- **Data provided**
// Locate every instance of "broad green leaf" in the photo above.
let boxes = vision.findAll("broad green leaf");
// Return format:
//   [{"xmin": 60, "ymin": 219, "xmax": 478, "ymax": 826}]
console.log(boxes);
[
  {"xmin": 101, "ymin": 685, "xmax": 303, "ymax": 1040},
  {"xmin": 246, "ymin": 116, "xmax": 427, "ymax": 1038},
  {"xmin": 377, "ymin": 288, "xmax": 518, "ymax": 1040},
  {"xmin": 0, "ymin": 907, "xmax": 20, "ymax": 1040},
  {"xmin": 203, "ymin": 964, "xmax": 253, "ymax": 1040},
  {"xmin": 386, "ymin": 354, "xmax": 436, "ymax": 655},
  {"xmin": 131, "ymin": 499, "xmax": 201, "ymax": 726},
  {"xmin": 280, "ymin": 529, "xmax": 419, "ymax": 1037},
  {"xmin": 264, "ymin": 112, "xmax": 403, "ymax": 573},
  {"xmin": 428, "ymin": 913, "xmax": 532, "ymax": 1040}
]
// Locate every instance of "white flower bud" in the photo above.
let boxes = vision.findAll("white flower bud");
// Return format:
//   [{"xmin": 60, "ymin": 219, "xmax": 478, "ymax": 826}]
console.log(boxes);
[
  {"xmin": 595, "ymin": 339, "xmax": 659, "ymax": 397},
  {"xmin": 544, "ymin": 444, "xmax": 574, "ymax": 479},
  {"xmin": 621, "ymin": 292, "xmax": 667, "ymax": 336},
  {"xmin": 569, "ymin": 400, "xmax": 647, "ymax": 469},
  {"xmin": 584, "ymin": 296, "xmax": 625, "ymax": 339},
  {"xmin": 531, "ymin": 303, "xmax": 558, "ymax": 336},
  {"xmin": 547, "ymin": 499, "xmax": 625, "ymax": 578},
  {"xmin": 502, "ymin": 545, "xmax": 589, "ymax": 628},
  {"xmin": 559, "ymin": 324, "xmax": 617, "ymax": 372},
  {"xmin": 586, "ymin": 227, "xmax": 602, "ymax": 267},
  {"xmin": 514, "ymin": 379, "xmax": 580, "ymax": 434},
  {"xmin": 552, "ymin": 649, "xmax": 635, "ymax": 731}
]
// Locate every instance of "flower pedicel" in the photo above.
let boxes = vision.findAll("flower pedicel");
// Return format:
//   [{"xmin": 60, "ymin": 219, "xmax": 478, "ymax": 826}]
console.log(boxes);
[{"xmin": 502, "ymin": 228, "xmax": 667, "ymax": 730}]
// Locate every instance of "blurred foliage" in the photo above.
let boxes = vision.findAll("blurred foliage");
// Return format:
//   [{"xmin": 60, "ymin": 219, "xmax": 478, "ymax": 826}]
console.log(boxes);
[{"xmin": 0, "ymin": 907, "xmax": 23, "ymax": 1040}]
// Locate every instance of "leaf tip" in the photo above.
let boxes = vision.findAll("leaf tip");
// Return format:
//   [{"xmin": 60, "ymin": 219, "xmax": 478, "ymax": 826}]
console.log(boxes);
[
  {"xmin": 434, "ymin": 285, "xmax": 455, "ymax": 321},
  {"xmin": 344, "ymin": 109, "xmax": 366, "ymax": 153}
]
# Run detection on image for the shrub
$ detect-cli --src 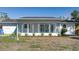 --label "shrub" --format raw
[61,28,67,36]
[75,29,79,35]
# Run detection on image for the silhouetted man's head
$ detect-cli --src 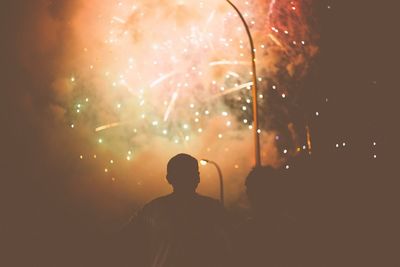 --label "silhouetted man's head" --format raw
[167,154,200,193]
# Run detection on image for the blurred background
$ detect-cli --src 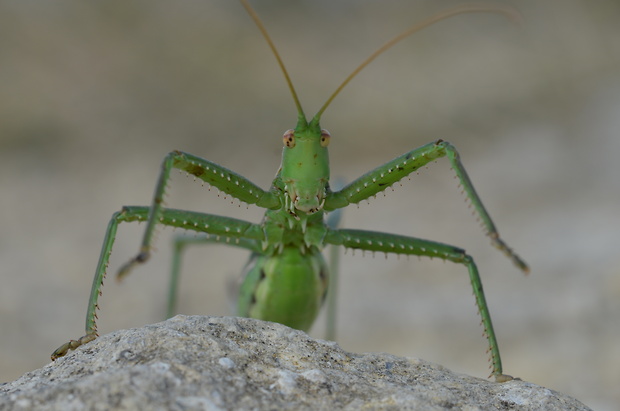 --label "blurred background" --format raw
[0,0,620,410]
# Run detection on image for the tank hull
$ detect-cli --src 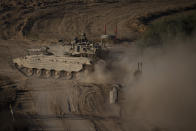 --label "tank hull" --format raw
[13,55,91,79]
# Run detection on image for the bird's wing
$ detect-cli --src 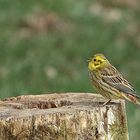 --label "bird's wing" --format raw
[100,66,136,95]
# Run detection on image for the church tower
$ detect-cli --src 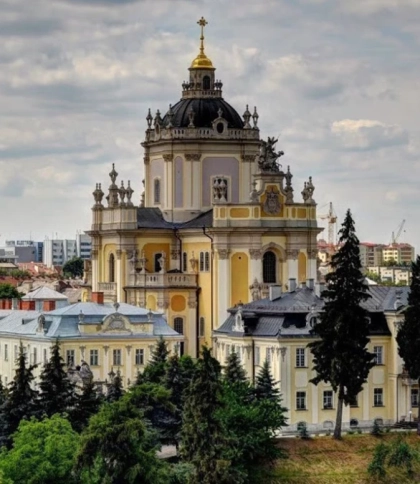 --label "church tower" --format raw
[86,18,319,356]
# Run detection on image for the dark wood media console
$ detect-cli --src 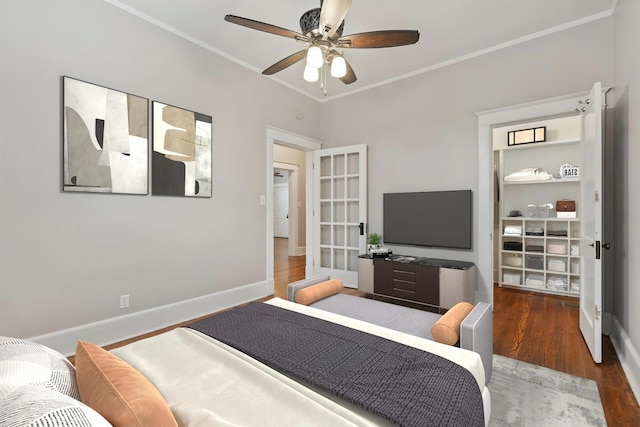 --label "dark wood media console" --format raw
[359,255,475,311]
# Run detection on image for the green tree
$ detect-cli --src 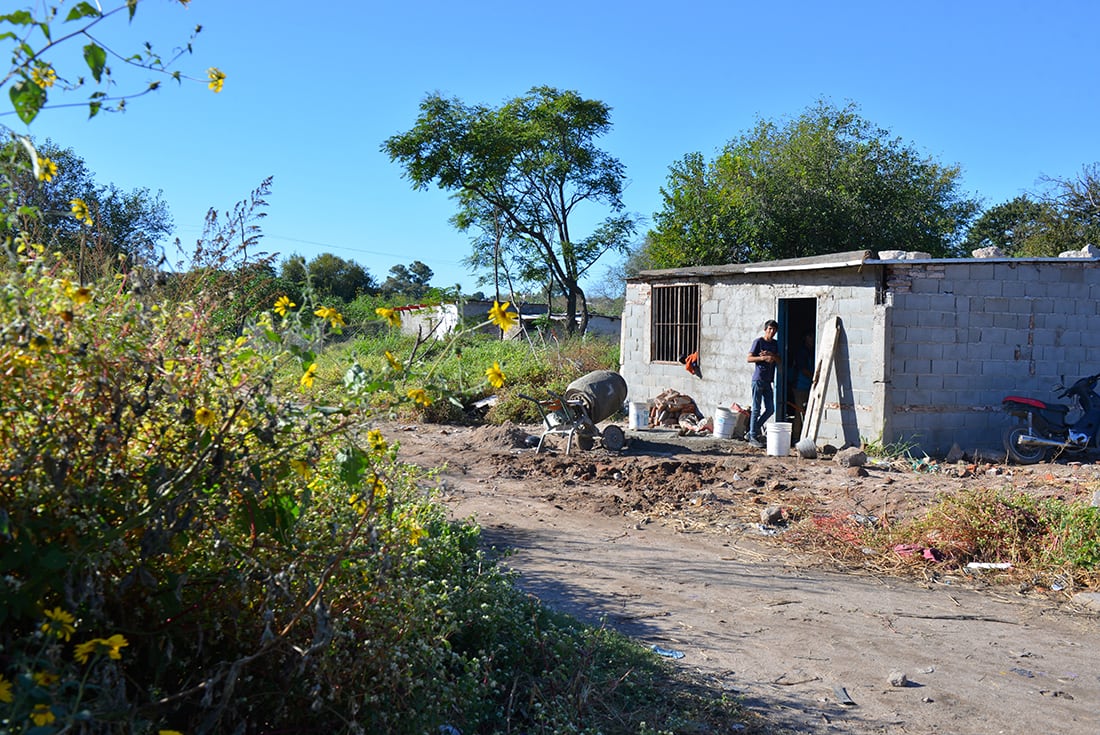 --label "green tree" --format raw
[964,195,1065,256]
[279,253,375,304]
[1044,162,1100,250]
[0,141,173,264]
[650,101,978,267]
[383,87,637,330]
[380,261,435,298]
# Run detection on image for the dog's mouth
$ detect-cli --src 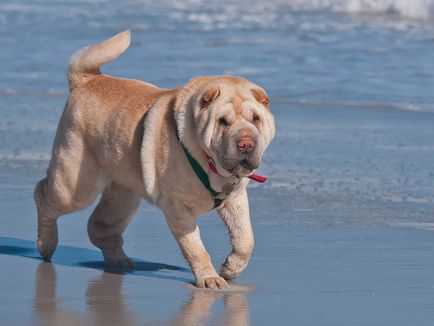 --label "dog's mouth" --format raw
[226,159,259,175]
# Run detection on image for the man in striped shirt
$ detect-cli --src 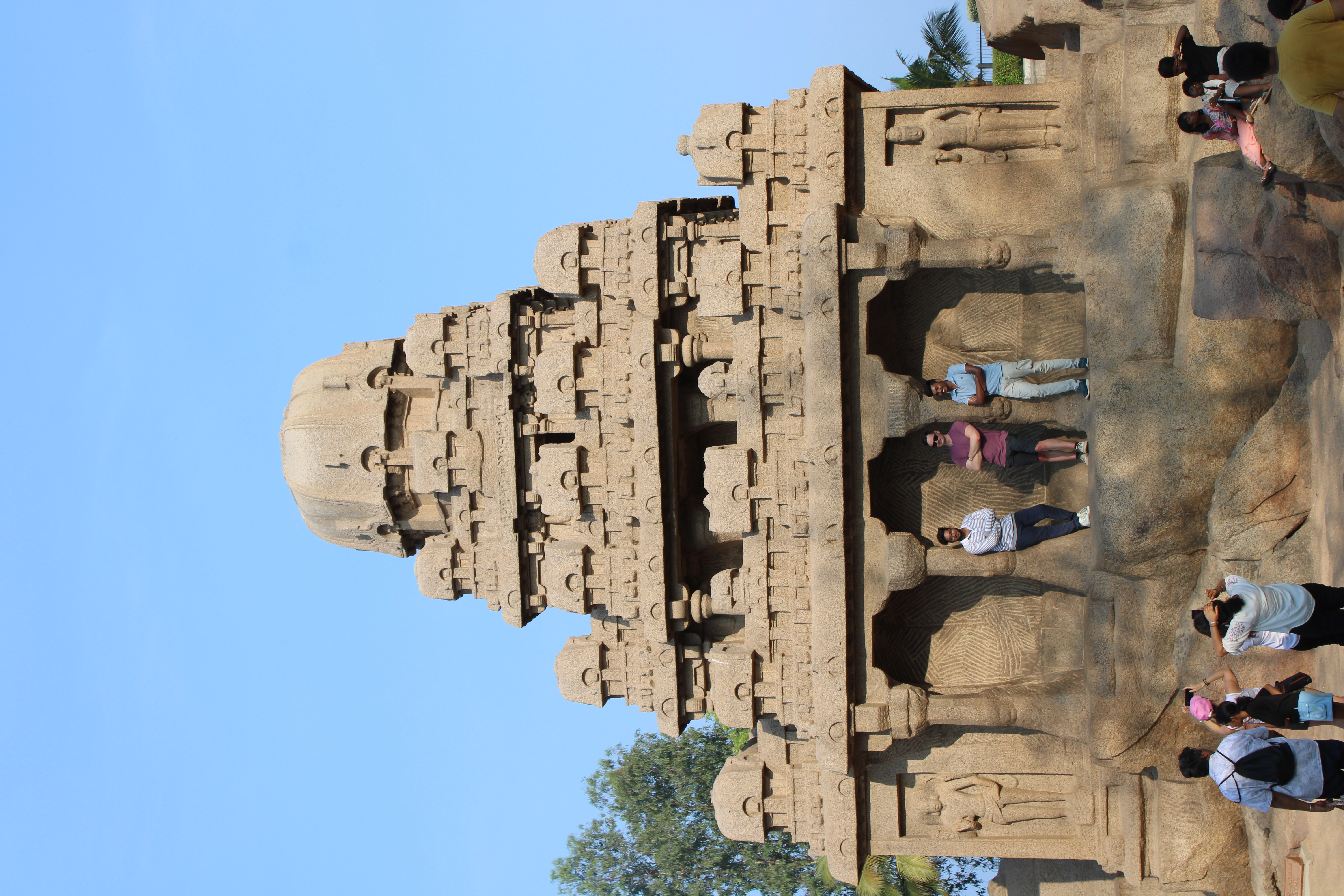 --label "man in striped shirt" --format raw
[938,504,1091,554]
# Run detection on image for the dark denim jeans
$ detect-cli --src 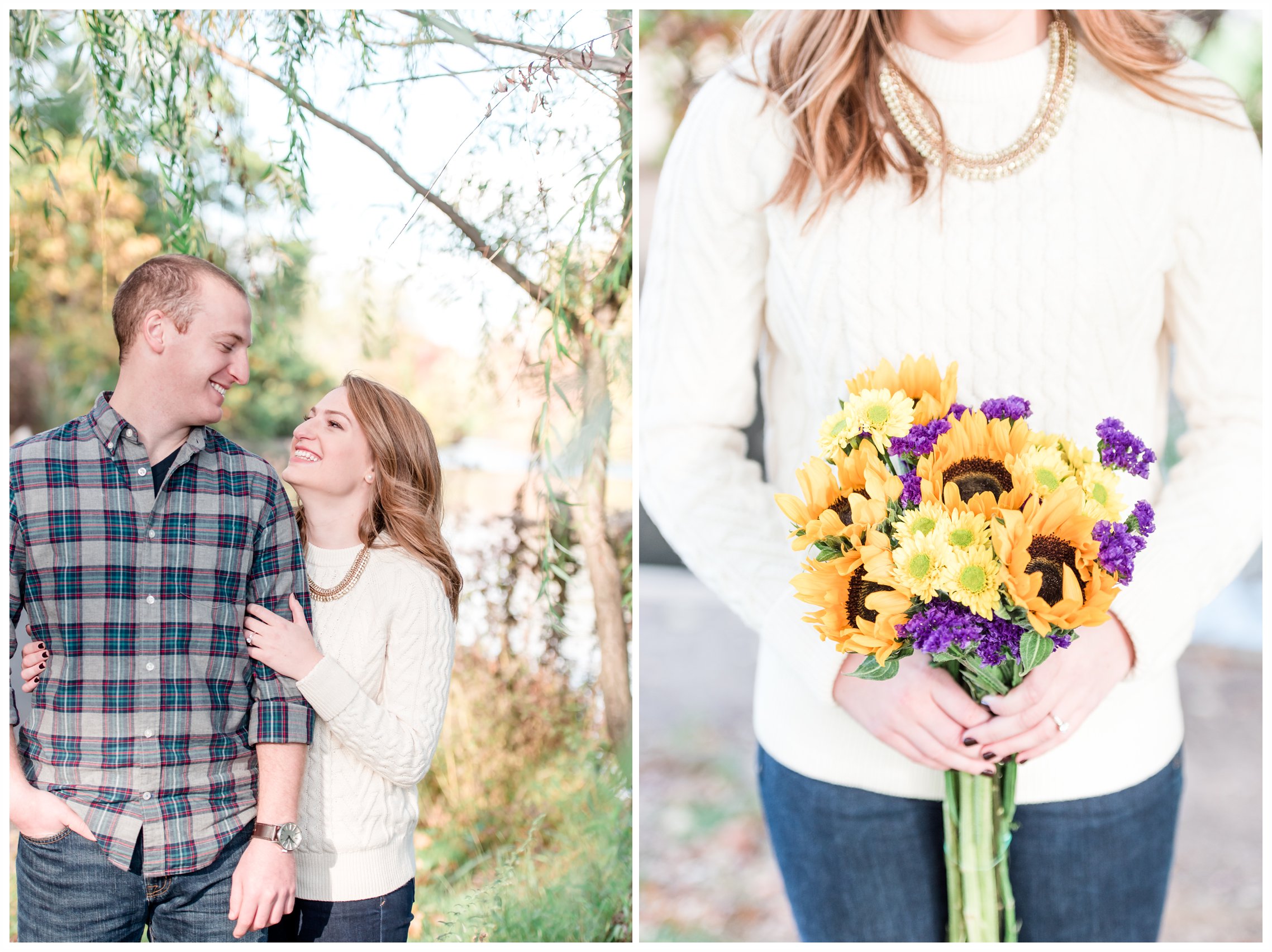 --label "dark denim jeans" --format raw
[18,825,266,942]
[270,879,415,942]
[759,748,1183,942]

- **What to work on**
Find every line in the entries that contains the string "above", and copy each one.

- **Result for this exercise**
// Locate every instance of "broad green leaf" in the photo above.
// Locate every instance of "white flower bud" in the photo above.
// Locate every instance of "flower pedicel" in the photo above.
// Locate every instance of "blurred foliage" in the photo above.
// Locate every instance of "leaf tip" in the photo above.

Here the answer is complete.